- [Request] Find "of the building" in the data, then restate the line it sits in and every later line word for word, ending with the last line.

- [Supplied records]
· · · · ·
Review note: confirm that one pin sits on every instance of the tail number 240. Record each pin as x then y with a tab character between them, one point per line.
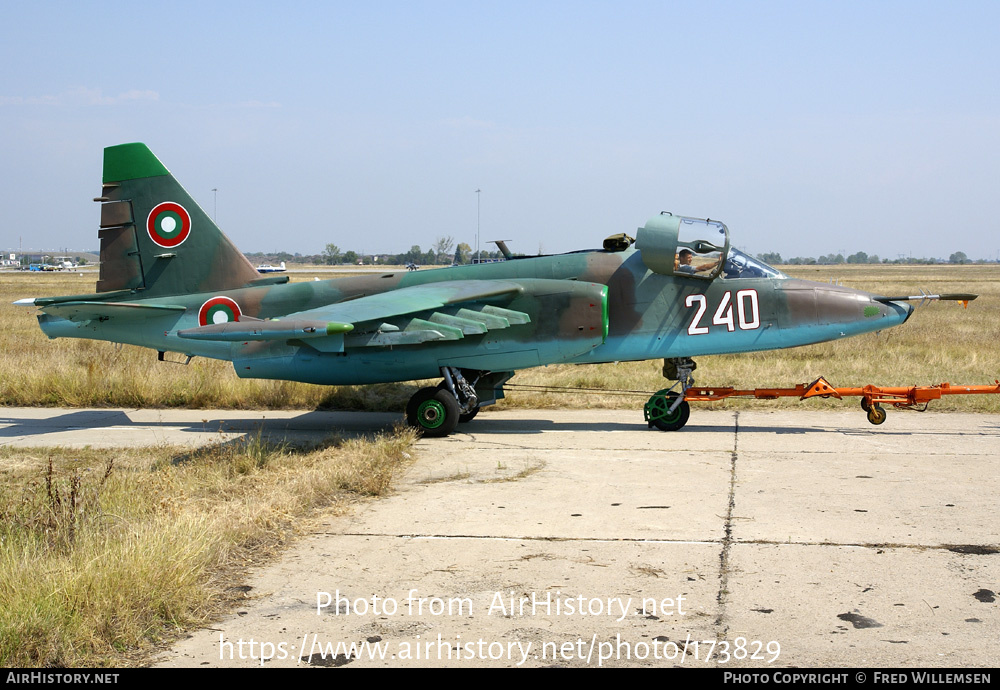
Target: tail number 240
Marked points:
747	316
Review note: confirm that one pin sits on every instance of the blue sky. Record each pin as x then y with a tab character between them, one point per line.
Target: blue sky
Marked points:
808	127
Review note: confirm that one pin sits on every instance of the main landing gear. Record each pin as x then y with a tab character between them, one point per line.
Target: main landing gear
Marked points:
437	411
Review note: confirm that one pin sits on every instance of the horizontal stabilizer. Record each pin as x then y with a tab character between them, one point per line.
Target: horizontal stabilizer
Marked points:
285	329
88	311
924	296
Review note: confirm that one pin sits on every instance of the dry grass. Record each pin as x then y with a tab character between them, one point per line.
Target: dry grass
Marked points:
101	559
941	342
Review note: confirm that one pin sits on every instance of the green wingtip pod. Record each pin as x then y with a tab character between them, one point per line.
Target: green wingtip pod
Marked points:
332	328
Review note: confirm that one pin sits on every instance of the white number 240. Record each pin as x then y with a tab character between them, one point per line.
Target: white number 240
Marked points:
747	312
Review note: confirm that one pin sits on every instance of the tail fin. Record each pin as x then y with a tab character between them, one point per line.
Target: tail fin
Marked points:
155	238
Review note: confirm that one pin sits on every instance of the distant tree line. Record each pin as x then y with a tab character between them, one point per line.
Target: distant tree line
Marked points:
862	258
444	252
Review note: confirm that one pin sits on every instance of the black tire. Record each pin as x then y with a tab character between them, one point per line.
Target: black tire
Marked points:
468	416
876	415
433	411
657	410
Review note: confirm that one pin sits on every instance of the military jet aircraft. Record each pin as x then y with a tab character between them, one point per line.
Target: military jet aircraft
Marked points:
170	280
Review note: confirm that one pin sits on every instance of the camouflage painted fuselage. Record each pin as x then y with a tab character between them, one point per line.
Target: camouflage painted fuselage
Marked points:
647	317
171	281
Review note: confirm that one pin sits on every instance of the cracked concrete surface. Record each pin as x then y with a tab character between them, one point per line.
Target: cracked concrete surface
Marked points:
576	538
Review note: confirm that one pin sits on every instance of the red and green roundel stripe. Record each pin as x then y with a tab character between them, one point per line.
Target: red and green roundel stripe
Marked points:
218	310
168	224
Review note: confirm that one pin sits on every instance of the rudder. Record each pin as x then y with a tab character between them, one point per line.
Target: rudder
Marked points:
155	238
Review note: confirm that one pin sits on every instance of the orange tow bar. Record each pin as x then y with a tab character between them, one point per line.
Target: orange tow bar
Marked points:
872	397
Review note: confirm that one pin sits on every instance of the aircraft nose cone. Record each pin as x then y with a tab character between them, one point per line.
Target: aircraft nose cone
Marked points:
854	311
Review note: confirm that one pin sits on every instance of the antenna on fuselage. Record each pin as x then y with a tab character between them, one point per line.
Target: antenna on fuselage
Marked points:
504	249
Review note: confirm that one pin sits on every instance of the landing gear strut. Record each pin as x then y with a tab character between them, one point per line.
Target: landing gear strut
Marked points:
436	412
667	410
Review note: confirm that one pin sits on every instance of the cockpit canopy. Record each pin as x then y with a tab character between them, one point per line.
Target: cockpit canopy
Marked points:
680	246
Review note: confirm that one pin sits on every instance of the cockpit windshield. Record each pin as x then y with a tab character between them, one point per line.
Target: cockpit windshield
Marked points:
739	265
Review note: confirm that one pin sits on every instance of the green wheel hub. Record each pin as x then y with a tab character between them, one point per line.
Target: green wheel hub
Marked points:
657	411
431	414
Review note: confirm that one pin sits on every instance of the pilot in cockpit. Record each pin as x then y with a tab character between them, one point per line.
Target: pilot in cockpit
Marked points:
684	263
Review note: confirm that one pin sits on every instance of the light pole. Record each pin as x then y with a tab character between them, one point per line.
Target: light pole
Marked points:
477	226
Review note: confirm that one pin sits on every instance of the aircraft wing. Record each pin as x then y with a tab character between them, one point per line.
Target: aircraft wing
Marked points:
340	318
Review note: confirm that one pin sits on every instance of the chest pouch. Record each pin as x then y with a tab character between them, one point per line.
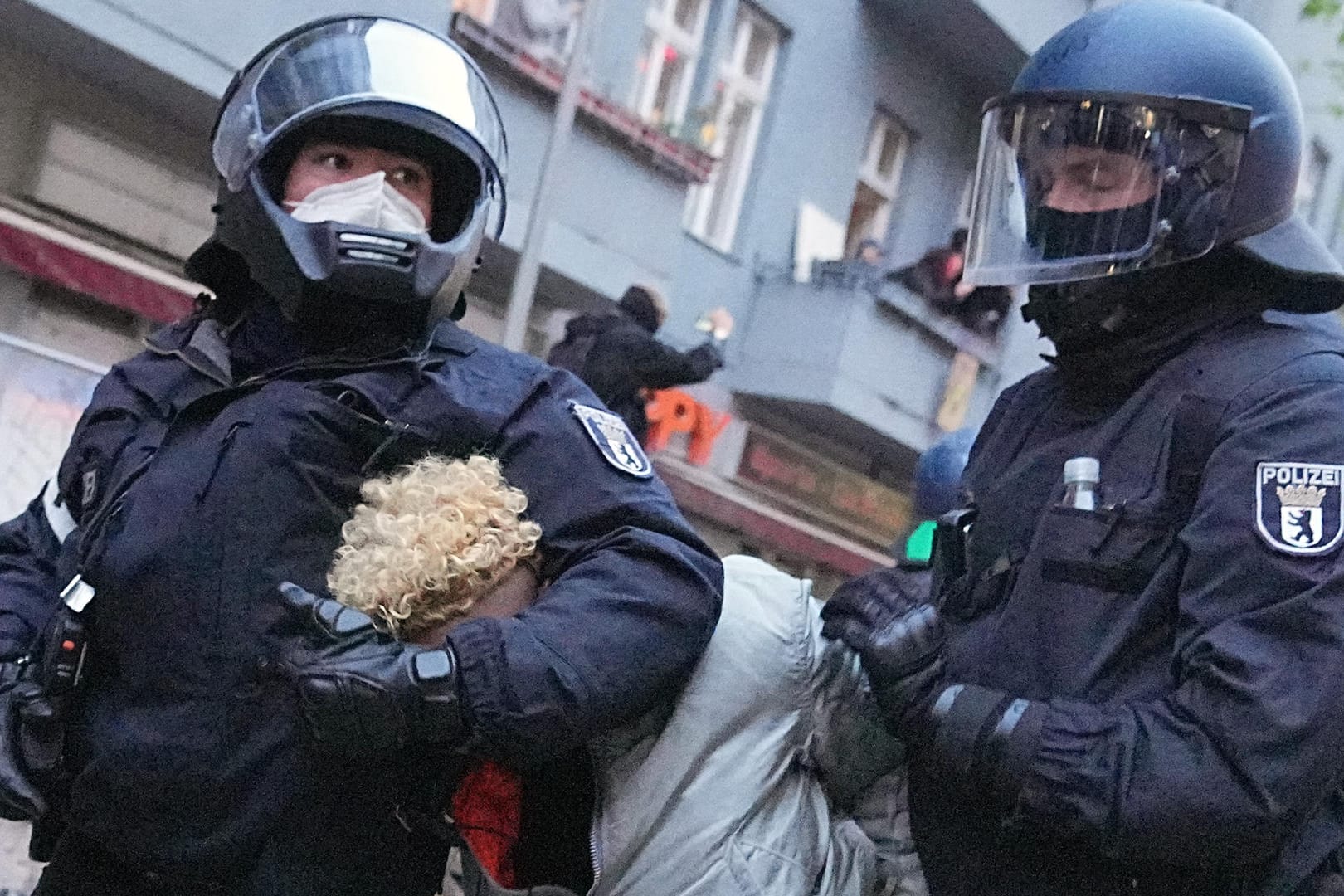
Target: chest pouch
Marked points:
1113	550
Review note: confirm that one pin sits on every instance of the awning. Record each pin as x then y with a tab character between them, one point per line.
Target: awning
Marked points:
717	499
80	265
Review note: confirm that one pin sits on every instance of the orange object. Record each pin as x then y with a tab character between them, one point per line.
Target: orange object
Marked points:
488	811
674	411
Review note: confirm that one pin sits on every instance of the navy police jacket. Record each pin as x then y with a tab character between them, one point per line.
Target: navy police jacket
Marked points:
1187	635
192	497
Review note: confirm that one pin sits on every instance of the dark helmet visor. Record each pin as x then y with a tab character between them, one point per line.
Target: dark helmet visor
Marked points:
1079	187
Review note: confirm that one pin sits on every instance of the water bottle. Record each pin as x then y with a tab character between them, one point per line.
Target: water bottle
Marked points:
1082	476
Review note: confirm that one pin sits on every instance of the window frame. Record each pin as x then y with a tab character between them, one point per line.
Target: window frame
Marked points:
738	86
660	26
869	176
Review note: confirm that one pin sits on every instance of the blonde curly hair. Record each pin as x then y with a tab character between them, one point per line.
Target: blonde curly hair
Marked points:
429	542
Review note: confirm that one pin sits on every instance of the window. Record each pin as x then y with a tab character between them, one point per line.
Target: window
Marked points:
125	190
1311	182
879	175
674	30
480	10
543	28
739	99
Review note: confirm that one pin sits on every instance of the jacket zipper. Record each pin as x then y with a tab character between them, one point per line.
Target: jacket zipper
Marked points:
594	846
219	458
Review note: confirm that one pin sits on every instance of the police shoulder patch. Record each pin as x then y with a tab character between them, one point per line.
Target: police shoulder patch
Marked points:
613	440
1298	507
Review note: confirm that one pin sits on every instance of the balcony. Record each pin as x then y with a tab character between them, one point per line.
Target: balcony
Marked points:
863	360
546	73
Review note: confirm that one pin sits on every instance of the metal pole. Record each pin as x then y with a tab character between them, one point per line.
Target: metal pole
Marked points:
530	258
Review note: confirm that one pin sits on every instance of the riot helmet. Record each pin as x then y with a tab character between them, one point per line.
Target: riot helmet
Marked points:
368	80
1142	136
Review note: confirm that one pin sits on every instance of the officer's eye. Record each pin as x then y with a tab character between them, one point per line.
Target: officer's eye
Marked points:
410	176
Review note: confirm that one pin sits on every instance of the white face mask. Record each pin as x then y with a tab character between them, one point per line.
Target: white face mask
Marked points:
364	202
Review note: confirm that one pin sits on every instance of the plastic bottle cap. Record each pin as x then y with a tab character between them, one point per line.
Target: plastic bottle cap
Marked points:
1082	469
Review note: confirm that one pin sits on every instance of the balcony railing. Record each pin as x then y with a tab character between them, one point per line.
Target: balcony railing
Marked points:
548	73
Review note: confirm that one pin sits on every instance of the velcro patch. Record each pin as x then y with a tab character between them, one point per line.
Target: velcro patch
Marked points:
613	440
1298	507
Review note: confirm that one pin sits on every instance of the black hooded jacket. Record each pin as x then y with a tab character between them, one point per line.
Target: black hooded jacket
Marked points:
619	358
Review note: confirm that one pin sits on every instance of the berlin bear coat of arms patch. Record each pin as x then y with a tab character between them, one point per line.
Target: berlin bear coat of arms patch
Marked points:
1298	507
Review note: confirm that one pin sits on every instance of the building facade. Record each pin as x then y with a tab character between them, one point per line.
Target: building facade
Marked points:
732	152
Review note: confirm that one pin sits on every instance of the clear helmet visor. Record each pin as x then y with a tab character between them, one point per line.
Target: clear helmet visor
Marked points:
346	63
1079	188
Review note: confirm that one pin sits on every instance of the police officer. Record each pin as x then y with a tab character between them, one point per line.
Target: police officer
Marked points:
362	162
1144	696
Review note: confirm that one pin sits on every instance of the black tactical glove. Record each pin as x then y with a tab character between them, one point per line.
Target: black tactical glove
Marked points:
886	618
360	689
983	738
19	796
· · · · ·
- [Solution to this task]
Review note: confirm that one pin sits on every instance of the building facade. Record each pin as x then y with a tab character between them, one point per line.
Target: building facade
Marked points:
732	152
Review note: confirm that one pin sits on every instance of the clear helmet visor. Record each pin as x then y with a tab character between them, one point per line.
Target: clear helmet visor
Marked points:
346	63
1079	188
Review note: confirm that one pin sits on every instance of the police officer. Record each pin as x then y with a tab character between them, one point per line.
Target: police officer
Marked points:
362	162
1144	696
Review note: confirm that one pin sits on every instance of the black tactical glove. Record each pin as x then y with a tab character between them, one point per line.
Target: black tactical glove
Marked points:
886	618
360	689
983	738
19	796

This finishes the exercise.